*** Brano selezionato

Cass. civ. n. 2005/2025
Nel concordato preventivo la compensazione determina, ai sensi degli artt. 56 e 169 della l.fall., una deroga alla regola del concorso ed è ammessa pure quando i presupposti di liquidità ed esigibilità, ex art. 1243 c.c., maturino dopo la data di presentazione della domanda di ammissione al concordato stesso, purché il fatto genetico delle rispettive obbligazioni sia sempre anteriore alla domanda. (Nella specie, la S.C. ha confermato la decisione impugnata che ha ritenuto compensabile il credito vantato per canoni di locazione da una società in concordato con quello della banca verso la propria locatrice, discendente da contratti bancari e di finanziamento, individuando il momento genetico di debenza dei canoni, anche successivi all'ammissione alla procedura concorsuale, nella data - anteriore - di stipulazione del contratto di locazione).
Cass. civ. n. 25584/2024
Nell'ipotesi di espropriazione forzata di un bene locato, il pagamento di canoni locativi eseguito dal locatario all'esecutato-locatore, nel corso del processo esecutivo ma prima della designazione del custode professionale o della conoscenza della surroga nella custodia, ha efficacia liberatoria nei confronti della procedura a condizione che sussistano i requisiti della fattispecie di cui all'art. 1189 c.c., ovvero che il conduttore provi, oltre alla sua buona fede, l'esecuzione del pagamento in favore del creditore apparente, il quale deve risultare da una prova documentale munita di data certa ex art. 2704 c.c., non potendosi attribuire valore confessorio, nei confronti del custode giudiziario, a quietanze o dichiarazioni giudiziali rilasciate dall'esecutato.

******

Consegne:
(A) Nelle massime della Cassazione riportate sopra, riscrivi in forma di elenco puntato il paragrafo che inizia con "Nell'ipotesi di espropriazione forzata", conservandone i fatti principali.
(B) Elenca tutti gli articoli di legge citati nelle massime della Cassazione riportate sopra, indicando per ciascuno il codice o la legge di riferimento.
(C) Prosegui il testo delle massime della Cassazione a partire dall'ultima frase riportata sopra.

*** Voci riportate

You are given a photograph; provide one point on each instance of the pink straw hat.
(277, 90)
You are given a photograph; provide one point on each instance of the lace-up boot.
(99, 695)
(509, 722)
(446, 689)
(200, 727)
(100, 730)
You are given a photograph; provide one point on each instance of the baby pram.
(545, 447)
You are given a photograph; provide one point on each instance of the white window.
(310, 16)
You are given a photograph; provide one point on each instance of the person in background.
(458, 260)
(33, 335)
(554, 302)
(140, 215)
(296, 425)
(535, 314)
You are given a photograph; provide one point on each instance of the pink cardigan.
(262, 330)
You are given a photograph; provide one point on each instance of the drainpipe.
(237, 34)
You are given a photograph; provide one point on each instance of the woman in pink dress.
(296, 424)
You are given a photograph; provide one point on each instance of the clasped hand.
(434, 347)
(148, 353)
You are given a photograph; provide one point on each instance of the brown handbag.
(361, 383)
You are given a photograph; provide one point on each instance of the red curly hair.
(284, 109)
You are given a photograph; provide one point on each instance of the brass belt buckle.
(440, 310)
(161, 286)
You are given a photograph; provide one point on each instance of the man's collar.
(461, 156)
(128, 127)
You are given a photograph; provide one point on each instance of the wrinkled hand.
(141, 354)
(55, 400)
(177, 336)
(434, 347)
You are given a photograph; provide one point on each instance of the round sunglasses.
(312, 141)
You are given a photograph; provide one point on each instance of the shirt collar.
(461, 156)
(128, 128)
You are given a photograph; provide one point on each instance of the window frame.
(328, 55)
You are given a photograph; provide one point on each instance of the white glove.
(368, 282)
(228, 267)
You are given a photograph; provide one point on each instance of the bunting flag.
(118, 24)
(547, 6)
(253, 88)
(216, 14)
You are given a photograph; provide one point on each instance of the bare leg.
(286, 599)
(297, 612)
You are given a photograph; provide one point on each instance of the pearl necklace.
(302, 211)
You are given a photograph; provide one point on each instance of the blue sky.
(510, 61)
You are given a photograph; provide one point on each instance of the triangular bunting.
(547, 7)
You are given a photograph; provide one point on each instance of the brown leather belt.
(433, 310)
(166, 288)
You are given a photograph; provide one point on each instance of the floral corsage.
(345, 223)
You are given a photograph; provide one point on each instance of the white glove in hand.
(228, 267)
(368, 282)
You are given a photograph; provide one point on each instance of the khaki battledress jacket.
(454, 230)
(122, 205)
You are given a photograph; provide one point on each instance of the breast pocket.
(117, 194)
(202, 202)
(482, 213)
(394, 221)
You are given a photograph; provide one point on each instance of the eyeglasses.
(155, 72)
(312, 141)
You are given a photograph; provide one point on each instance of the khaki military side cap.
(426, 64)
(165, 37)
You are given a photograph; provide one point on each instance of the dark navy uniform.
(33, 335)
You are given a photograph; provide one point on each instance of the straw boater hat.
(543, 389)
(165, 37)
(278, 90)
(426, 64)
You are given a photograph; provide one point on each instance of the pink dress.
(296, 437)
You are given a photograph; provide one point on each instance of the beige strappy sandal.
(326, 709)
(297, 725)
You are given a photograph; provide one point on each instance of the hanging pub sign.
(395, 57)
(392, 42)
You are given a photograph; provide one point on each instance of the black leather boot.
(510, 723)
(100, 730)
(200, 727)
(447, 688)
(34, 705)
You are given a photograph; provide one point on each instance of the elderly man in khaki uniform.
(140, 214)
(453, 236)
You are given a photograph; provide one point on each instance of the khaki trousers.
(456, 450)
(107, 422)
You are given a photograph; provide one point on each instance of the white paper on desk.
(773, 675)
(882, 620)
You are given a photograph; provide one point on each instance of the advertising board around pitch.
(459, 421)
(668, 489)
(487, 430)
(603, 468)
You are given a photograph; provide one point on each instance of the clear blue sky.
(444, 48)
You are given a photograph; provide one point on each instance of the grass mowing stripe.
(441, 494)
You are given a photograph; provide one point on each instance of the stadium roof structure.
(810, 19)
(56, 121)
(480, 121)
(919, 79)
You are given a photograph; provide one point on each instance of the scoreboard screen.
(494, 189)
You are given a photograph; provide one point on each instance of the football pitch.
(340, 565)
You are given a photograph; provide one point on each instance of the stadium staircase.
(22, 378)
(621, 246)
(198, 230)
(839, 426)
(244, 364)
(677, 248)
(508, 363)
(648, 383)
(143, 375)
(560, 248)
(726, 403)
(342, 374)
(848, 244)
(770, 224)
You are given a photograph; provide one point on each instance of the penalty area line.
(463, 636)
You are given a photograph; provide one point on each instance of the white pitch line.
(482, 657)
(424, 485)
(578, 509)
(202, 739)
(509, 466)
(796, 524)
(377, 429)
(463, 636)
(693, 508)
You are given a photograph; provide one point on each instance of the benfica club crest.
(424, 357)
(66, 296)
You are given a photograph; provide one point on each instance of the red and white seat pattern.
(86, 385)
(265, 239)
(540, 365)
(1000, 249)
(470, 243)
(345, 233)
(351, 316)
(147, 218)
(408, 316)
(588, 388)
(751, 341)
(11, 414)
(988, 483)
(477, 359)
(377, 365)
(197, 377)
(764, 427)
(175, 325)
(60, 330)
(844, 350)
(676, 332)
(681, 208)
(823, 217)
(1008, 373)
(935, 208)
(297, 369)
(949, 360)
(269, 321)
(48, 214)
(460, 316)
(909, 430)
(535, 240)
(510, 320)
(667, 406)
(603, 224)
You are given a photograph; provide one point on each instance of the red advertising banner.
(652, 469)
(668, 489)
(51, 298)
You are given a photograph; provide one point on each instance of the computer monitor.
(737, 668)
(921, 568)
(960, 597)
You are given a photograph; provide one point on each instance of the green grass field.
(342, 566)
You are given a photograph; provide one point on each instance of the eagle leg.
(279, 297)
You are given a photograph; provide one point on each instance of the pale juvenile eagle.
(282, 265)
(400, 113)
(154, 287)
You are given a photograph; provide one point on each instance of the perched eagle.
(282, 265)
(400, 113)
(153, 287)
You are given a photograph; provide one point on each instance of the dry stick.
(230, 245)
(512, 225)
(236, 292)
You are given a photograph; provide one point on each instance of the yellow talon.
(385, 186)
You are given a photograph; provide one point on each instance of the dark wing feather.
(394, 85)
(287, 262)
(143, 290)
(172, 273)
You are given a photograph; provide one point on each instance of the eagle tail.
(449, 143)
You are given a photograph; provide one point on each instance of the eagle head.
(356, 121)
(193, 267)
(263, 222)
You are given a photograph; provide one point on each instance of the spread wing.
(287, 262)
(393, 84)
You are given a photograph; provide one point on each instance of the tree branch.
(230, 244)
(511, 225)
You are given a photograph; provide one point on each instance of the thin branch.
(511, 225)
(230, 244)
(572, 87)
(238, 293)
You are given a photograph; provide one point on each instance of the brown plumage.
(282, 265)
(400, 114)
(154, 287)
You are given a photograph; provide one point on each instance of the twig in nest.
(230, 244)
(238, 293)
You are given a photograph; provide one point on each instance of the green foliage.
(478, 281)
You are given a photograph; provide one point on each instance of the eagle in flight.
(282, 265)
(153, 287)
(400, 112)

******

Risposte alle consegne:
(A)
- Il caso riguarda l'espropriazione forzata di un bene locato.
- Il conduttore paga i canoni all'esecutato-locatore durante il processo esecutivo. Il pagamento avviene prima della designazione del custode professionale o della conoscenza della surroga nella custodia.
- Il pagamento libera il conduttore nei confronti della procedura solo se ricorrono i requisiti dell'art. 1189 c.c.
- Il conduttore deve provare la propria buona fede e il pagamento al creditore apparente.
- Il pagamento deve risultare da una prova documentale con data certa ex art. 2704 c.c.
- Verso il custode giudiziario non hanno valore confessorio le quietanze o le dichiarazioni giudiziali rilasciate dall'esecutato.

(B)
- art. 56 l.fall.
- art. 169 l.fall.
- art. 1243 c.c.
- art. 1189 c.c.
- art. 2704 c.c.

(C)
Cass. civ. n. 6839/2024
Il contratto di ormeggio, pur rientrando nella categoria dei contratti atipici, é sempre caratterizzato da una struttura minima essenziale, consistente nella semplice messa a disposizione ed utilizzazione delle strutture portuali con conseguente assegnazione di un delimitato e protetto spazio acqueo; il suo contenuto può, tuttavia, estendersi anche ad altre prestazioni, quali la custodia del natante o delle cose in esso contenute, nel qual caso compete a chi fonda un determinato diritto o la responsabilità dell'altro contraente, sullo specifico oggetto della convenzione, fornire, anche a mezzo presunzioni, la relativa prova. (Nella specie, la S.C. ha cassato la sentenza impugnata che, in relazione ad un furto di un natante ormeggiato presso un circolo nautico, aveva escluso la sussistenza di un'obbligazione di custodia senza valutare, ai fini della prova presuntiva dell'inclusione del servizio di guardiania nel contratto, tutti gli elementi indiziari acquisiti in giudizio, quali la previsione di uno specifico costo, con doppio pagamento per il noleggio e per la guardiania, e la presenza di una sottoscrizione, risultata apocrifa, di una clausola di esonero da responsabilità del circolo nell'ipotesi di furto).
Cass. civ. n. 4578/2024
In tema di locazione, il diritto al risarcimento dei danni patiti dal conduttore della cosa locata trova la sua fonte nel contratto e nell'art. 1581 c.c., che richiama l'art. 1578 c.c. (vizi della cosa locata), e non nell'art. 2051 c.c., il quale si applica nella sola ipotesi di danni arrecati a terzi estranei al rapporto di locazione. (Nella specie, la S.C. ha corretto la motivazione della sentenza impugnata che aveva fondato la condanna al risarcimento dei danni, subiti dal conduttore in conseguenza delle infiltrazioni verificatesi a causa di vizi interessanti la copertura del capannone locato, sull'art. 2051 c.c.).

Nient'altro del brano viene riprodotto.